Items from a labeling collection
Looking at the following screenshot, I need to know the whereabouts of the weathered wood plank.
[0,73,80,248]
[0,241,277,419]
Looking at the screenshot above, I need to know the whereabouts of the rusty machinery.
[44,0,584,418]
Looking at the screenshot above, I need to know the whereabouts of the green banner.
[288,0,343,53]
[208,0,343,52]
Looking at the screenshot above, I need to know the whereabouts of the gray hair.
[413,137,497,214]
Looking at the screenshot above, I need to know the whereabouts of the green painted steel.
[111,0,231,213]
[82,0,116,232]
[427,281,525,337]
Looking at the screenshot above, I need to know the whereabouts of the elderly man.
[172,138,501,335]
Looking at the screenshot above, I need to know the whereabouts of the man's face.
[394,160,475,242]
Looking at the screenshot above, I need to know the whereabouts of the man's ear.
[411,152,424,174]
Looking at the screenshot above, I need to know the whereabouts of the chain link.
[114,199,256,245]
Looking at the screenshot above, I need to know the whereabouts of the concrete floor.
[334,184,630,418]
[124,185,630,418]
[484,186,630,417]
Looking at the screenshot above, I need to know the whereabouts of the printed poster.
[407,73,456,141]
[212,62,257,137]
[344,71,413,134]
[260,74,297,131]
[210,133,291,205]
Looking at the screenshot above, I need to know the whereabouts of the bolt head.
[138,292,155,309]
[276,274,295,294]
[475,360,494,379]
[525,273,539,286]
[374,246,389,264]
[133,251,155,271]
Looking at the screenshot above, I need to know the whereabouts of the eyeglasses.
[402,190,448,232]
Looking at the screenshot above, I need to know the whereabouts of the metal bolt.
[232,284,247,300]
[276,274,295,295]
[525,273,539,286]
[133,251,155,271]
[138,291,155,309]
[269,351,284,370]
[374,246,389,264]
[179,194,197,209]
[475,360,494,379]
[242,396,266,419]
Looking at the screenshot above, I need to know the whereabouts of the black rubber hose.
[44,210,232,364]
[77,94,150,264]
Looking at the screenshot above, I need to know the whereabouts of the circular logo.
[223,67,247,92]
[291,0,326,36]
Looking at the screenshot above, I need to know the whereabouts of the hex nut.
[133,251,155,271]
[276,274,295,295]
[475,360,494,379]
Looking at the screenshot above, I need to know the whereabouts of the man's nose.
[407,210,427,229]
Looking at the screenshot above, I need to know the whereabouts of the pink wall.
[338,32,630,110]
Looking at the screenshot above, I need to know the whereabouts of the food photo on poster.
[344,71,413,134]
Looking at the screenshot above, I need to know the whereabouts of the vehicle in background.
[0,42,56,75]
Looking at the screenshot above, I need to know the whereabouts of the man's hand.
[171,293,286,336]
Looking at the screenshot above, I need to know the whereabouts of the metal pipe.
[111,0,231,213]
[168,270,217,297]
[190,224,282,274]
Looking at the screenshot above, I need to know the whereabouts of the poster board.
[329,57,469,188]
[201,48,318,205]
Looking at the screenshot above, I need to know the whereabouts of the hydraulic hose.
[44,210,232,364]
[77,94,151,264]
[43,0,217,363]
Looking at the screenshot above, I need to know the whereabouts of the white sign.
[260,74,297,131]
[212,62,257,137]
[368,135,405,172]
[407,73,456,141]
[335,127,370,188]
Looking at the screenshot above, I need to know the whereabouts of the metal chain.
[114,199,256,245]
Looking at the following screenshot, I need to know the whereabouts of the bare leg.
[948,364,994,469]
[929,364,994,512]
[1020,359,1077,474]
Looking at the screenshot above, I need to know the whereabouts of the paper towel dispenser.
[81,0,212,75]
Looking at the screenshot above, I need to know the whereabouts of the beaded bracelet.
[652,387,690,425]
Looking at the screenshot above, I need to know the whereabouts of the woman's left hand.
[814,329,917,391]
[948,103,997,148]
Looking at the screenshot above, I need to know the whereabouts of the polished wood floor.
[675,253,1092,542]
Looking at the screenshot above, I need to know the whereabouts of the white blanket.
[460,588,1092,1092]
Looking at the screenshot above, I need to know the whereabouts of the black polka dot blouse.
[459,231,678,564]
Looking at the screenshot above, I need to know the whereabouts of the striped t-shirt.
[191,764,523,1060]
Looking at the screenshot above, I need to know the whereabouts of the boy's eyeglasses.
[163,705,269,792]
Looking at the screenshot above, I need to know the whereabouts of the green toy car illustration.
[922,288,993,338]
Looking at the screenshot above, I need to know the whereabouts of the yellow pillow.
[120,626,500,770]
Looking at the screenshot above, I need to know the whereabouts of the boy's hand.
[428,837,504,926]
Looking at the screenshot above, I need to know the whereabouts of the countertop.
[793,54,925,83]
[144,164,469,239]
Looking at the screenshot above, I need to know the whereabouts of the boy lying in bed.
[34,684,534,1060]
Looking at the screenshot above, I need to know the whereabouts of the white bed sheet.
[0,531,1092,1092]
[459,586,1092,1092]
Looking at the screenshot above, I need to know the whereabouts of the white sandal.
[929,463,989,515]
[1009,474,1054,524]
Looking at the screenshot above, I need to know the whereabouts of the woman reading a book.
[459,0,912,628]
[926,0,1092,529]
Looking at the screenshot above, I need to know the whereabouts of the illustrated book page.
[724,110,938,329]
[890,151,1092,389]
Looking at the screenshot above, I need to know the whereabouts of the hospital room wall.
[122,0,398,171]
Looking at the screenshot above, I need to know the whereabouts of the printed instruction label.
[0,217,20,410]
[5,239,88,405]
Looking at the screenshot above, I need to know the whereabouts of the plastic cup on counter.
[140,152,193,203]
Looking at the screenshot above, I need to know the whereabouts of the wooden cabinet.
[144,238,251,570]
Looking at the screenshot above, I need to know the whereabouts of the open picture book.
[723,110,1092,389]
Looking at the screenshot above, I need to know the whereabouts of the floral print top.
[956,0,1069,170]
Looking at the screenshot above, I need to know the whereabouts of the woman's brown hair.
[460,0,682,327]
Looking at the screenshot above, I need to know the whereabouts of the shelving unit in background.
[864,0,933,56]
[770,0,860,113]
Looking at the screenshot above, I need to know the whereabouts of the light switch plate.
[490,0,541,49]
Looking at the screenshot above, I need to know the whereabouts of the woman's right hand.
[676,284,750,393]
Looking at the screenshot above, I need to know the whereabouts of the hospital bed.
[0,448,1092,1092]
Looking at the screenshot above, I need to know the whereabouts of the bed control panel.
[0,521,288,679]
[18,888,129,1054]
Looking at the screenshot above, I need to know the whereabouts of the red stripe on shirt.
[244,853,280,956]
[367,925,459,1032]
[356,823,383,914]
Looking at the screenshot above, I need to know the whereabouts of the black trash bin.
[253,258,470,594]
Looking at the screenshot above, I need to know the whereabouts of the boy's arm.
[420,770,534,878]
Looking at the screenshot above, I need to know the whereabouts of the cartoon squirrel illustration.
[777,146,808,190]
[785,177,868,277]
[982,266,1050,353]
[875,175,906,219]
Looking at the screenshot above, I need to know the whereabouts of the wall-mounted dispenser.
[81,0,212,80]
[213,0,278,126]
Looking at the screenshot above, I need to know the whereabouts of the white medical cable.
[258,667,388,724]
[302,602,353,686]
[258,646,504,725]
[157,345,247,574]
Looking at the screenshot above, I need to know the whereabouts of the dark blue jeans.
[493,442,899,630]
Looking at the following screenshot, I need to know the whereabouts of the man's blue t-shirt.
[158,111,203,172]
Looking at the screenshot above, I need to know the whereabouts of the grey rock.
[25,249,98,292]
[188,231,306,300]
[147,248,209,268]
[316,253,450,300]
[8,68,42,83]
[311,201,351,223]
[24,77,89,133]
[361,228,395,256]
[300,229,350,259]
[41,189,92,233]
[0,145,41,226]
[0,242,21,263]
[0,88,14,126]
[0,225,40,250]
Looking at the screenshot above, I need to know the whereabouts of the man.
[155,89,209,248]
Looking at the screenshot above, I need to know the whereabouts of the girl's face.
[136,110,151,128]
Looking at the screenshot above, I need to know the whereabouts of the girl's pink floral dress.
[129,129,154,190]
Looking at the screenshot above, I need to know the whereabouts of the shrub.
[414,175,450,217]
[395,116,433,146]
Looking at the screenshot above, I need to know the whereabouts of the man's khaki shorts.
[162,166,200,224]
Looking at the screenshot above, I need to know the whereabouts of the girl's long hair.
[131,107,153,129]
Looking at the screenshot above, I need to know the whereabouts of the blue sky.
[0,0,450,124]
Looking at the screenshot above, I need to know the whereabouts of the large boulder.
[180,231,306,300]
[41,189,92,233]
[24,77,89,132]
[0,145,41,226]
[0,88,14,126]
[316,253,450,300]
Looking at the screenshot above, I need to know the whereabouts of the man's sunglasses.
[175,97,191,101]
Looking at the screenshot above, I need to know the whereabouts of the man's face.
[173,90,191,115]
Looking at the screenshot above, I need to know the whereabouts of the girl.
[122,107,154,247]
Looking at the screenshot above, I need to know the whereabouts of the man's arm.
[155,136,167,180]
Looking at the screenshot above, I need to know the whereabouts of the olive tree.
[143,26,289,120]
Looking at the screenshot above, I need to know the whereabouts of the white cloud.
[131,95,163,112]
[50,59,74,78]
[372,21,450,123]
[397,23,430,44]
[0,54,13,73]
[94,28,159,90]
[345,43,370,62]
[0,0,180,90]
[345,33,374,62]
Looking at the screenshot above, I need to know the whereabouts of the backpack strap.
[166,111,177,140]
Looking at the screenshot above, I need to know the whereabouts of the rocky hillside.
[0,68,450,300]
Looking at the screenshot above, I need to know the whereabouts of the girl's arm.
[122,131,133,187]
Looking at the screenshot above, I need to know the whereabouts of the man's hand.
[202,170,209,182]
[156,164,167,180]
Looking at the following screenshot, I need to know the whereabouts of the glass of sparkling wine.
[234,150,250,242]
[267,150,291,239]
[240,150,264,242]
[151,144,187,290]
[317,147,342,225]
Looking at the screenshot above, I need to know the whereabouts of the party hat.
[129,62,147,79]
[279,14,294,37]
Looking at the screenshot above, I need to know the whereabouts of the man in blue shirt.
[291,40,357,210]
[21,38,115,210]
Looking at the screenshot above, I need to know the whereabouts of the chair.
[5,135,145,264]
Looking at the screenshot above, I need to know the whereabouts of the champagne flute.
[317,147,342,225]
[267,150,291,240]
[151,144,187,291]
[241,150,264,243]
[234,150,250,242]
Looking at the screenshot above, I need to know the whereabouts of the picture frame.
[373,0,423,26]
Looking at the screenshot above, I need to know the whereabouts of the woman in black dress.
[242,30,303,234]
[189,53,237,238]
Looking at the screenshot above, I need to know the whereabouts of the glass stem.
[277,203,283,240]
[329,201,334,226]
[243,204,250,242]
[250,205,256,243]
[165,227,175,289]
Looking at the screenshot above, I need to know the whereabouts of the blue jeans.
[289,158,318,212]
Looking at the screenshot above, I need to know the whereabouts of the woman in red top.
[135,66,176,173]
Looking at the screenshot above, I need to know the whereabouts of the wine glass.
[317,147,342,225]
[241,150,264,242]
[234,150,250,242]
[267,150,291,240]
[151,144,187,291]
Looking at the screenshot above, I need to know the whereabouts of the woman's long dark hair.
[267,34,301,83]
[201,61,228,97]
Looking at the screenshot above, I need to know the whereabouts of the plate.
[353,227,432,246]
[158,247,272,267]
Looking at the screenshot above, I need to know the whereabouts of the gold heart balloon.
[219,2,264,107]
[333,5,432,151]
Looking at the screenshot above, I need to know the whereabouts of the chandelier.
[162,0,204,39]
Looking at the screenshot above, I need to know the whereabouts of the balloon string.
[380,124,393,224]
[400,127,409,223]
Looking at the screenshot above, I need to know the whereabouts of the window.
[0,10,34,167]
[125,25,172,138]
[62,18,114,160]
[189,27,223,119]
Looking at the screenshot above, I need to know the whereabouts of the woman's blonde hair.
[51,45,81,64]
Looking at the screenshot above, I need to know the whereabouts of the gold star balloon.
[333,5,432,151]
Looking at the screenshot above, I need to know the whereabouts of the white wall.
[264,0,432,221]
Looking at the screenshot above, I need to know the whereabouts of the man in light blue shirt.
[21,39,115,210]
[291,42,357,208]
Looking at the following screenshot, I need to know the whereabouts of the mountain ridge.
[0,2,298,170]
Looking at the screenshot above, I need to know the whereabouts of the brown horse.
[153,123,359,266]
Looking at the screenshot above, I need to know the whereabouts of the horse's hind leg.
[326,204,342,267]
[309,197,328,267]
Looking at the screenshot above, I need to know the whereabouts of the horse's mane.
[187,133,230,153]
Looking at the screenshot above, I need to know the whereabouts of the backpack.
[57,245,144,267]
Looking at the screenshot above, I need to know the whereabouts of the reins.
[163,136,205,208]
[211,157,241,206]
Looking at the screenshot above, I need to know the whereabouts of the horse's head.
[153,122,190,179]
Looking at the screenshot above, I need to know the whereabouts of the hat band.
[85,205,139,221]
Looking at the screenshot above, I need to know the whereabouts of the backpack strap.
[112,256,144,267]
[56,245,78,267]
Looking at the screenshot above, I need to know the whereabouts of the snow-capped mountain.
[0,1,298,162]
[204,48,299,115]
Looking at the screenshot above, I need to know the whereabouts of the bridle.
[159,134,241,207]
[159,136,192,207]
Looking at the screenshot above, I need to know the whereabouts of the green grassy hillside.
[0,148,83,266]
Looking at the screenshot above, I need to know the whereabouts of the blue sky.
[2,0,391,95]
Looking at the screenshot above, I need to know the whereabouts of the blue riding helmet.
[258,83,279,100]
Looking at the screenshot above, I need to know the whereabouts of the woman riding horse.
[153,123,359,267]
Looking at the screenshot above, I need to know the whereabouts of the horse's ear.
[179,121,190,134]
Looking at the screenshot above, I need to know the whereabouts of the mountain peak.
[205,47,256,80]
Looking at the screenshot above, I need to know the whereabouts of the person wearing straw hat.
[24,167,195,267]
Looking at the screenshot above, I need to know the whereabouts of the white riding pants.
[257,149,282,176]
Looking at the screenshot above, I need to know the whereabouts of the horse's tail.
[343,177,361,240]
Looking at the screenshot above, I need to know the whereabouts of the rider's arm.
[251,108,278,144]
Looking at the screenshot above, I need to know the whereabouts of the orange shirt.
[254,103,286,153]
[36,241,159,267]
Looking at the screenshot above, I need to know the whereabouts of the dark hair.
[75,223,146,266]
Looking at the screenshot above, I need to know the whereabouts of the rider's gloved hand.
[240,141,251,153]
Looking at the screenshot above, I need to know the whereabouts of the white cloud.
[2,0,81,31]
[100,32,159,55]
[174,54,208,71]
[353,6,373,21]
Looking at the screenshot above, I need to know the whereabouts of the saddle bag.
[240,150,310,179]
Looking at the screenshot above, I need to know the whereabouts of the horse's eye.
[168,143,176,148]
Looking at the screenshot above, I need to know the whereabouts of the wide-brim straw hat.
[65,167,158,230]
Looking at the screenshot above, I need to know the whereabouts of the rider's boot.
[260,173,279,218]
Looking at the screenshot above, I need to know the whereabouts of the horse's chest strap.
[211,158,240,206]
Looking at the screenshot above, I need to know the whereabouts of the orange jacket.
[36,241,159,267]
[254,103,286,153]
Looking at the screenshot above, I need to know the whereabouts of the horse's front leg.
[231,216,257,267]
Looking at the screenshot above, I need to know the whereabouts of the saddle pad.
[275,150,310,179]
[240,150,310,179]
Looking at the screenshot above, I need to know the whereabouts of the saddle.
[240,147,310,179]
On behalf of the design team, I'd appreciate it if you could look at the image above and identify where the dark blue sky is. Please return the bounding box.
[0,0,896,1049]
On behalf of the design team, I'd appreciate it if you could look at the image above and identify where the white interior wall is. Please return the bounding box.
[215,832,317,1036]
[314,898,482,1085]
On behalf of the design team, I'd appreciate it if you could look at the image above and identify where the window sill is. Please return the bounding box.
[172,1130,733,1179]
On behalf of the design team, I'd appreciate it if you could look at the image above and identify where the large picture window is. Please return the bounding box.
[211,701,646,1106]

Set task
Write out, word for word, the items from the line containing "polka dot blouse." through the line containing "[122,0,398,171]", including both of those lines.

Completed exercise
Looking at the screenshot above, I need to know the whereabouts of the black polka dot blouse.
[459,231,678,564]
Looking at the screenshot above, I need to know the whereabouts of the striped t-shirt.
[191,764,523,1060]
Looking at the screenshot above, I need to know the whereabouts of the boy's eyeglasses.
[163,705,269,792]
Looking at the screenshot above, I need to know the whereabouts of the green toy car illustration.
[922,288,993,338]
Looking at the screenshot above, I need to know the whereabouts of the yellow pillow.
[120,626,500,770]
Looking at the screenshot above, I need to know the whereabouts of the boy's hand.
[428,837,504,926]
Looking at the screenshot above, I need to know the whereabouts of the countertop.
[793,54,925,83]
[144,164,469,239]
Looking at the screenshot above, I need to know the whereabouts of the boy lying in bed.
[34,684,534,1060]
Looking at the screenshot above, I need to know the whereabouts of the white bed sheet.
[0,531,1092,1092]
[459,586,1092,1092]
Looking at the screenshot above, I need to know the whereabouts of the white sandal.
[929,463,989,515]
[1009,474,1054,524]
Looking at the screenshot above, I need to know the whereabouts of the woman reading a book.
[459,0,912,628]
[926,0,1092,529]
Looking at the screenshot above, I need to know the whereabouts of the illustrated book page.
[724,110,938,329]
[890,151,1092,389]
Looking at the screenshot above, I need to know the whereabouts of the hospital room wall.
[122,0,398,171]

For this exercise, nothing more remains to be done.